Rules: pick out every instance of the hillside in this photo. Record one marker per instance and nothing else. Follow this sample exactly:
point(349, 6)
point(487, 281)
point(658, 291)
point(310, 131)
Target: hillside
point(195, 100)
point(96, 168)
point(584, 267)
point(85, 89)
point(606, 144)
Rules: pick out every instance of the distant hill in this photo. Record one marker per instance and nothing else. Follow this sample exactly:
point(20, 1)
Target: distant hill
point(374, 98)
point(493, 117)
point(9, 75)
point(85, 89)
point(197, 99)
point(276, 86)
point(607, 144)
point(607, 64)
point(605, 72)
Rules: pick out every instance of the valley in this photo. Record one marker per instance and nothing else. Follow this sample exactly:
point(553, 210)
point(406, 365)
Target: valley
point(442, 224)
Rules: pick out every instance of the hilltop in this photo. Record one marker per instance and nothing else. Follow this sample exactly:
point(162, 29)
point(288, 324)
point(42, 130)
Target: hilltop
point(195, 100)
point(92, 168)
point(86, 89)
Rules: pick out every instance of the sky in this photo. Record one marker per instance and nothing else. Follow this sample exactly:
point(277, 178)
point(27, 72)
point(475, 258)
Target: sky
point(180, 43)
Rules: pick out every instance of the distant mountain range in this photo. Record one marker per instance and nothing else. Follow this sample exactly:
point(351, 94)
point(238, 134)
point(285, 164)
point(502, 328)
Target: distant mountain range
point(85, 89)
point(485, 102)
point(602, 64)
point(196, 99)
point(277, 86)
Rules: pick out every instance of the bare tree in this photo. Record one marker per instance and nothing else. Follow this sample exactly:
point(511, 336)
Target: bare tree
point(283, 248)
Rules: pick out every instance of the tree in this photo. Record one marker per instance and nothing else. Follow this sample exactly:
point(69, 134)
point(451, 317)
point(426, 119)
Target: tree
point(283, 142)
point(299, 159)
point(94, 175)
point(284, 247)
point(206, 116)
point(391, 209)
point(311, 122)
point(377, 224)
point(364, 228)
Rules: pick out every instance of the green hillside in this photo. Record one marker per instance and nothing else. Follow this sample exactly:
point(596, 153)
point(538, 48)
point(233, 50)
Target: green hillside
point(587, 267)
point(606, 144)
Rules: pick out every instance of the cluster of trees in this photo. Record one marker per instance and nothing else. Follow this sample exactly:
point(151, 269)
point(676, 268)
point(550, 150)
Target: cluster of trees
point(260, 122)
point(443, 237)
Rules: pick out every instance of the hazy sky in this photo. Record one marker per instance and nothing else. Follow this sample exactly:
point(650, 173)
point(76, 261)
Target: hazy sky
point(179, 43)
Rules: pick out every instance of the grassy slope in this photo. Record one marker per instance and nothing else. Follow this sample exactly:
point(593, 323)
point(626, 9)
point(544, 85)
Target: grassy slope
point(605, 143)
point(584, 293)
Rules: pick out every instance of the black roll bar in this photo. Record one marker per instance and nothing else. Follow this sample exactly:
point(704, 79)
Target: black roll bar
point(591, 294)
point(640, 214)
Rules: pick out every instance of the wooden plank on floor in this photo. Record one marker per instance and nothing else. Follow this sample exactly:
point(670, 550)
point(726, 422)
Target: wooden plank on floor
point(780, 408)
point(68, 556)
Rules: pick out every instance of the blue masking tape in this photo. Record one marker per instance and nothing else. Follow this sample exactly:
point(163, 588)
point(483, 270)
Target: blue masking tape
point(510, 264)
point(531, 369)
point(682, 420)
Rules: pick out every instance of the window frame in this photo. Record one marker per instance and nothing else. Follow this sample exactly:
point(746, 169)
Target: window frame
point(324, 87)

■ DO THIS ■
Lay out every line of the entries above as a Markdown table with two columns, Row and Line. Number the rows in order and leave out blank lines.

■ SOLUTION FOR THIS PROBLEM ■
| Row | Line |
|---|---|
| 1 | Rules: pick out every instance of the hillside in this photo. Record one marker per instance and nothing else. Follow this sample exactly: |
| 2 | point(349, 6) |
| 3 | point(487, 281) |
| 4 | point(658, 291) |
| 5 | point(310, 131) |
| 6 | Target: hillside |
| 7 | point(195, 100) |
| 8 | point(96, 168) |
| 9 | point(584, 267) |
| 10 | point(85, 89) |
| 11 | point(606, 144) |
| 12 | Rules: pick out every instance of the distant hill in this photo. Record one marker per instance and nothing else. Follow this sample exactly: |
| 13 | point(20, 1) |
| 14 | Target: distant hill |
| 15 | point(374, 98) |
| 16 | point(493, 117) |
| 17 | point(9, 75) |
| 18 | point(85, 89) |
| 19 | point(197, 99) |
| 20 | point(276, 86) |
| 21 | point(607, 144) |
| 22 | point(607, 64) |
| 23 | point(605, 72) |
| 24 | Rules: pick out every instance of the valley in this photo. Record one marker per instance and nothing else. Follow this sample exactly: |
| 25 | point(553, 210) |
| 26 | point(406, 365) |
| 27 | Target: valley |
| 28 | point(442, 224) |
| 29 | Rules: pick out every instance of the hilltop in this photo. Record one marker per instance and nothing else. Follow this sample exactly: |
| 30 | point(162, 29) |
| 31 | point(288, 324) |
| 32 | point(42, 130) |
| 33 | Target: hilltop |
| 34 | point(195, 100) |
| 35 | point(92, 168) |
| 36 | point(86, 89) |
| 37 | Rules: pick out every instance of the sky in this photo. Record one marker per instance and nothing else. Follow this sample exactly: |
| 38 | point(277, 178) |
| 39 | point(27, 72) |
| 40 | point(475, 258) |
| 41 | Target: sky |
| 42 | point(180, 43) |
| 43 | Rules: pick out every instance of the distant mountain range in this photo. Record one marker per instance and nothing else. Follow this sample exactly: |
| 44 | point(351, 94) |
| 45 | point(238, 134) |
| 46 | point(285, 164) |
| 47 | point(502, 328) |
| 48 | Target: distant mountain range |
| 49 | point(85, 89) |
| 50 | point(485, 102) |
| 51 | point(602, 64) |
| 52 | point(196, 99) |
| 53 | point(277, 86) |
| 54 | Rules: pick out every instance of the bare tree in this photo. Record one marker per instance and nothing else. Follow this sample exactly: |
| 55 | point(511, 336) |
| 56 | Target: bare tree |
| 57 | point(283, 248) |
| 58 | Rules: pick out every instance of the tree in this photo. Record one marker per instance and nothing else. Follow this sample exactly: |
| 59 | point(69, 134) |
| 60 | point(451, 317) |
| 61 | point(426, 119) |
| 62 | Target: tree |
| 63 | point(283, 142) |
| 64 | point(299, 159) |
| 65 | point(94, 175) |
| 66 | point(284, 247) |
| 67 | point(206, 116) |
| 68 | point(391, 209) |
| 69 | point(311, 122) |
| 70 | point(377, 224) |
| 71 | point(364, 228) |
| 72 | Rules: pick out every instance of the green hillside in this photo. Record one marker per instance and nothing else. Follow this sample exactly: |
| 73 | point(596, 153) |
| 74 | point(538, 48) |
| 75 | point(233, 50) |
| 76 | Target: green hillside |
| 77 | point(587, 267) |
| 78 | point(606, 144) |
| 79 | Rules: pick out every instance of the cluster of trees in this photo. Record one marker per instance and nothing else. Follow this sample exactly: |
| 80 | point(151, 269) |
| 81 | point(676, 268) |
| 82 | point(550, 150) |
| 83 | Target: cluster of trees |
| 84 | point(260, 122) |
| 85 | point(443, 237) |
| 86 | Rules: pick out every instance of the hazy sky in this photo. Record one marker per instance and nothing else. Follow this sample exactly: |
| 87 | point(650, 173) |
| 88 | point(76, 261) |
| 89 | Target: hazy sky |
| 90 | point(179, 43) |
| 91 | Rules: pick out every instance of the grassy slope in this photo. Record one marker per instance and nothing else. Follow this sample exactly: |
| 92 | point(593, 323) |
| 93 | point(626, 9) |
| 94 | point(544, 85) |
| 95 | Target: grassy slope |
| 96 | point(605, 143) |
| 97 | point(584, 293) |
| 98 | Rules: pick out every instance of the black roll bar in this photo. Record one marker per instance and nothing else. Follow this sample exactly: |
| 99 | point(704, 79) |
| 100 | Target: black roll bar |
| 101 | point(591, 294) |
| 102 | point(640, 214) |
| 103 | Rules: pick out every instance of the wooden plank on floor in this photo. Record one marker per instance and nothing else. Follow this sample exactly: |
| 104 | point(670, 550) |
| 105 | point(726, 422) |
| 106 | Target: wooden plank on floor |
| 107 | point(780, 408) |
| 108 | point(68, 556) |
| 109 | Rules: pick out every instance of the blue masking tape in this photo. Record one marker per instance and nothing else. Follow this sample exactly: |
| 110 | point(163, 588) |
| 111 | point(483, 270) |
| 112 | Target: blue masking tape |
| 113 | point(510, 264) |
| 114 | point(531, 369) |
| 115 | point(682, 420) |
| 116 | Rules: pick out every instance of the window frame in this photo. Record one marker per instance and nothing else. Follow this sample exactly: |
| 117 | point(746, 169) |
| 118 | Target: window frame |
| 119 | point(324, 87) |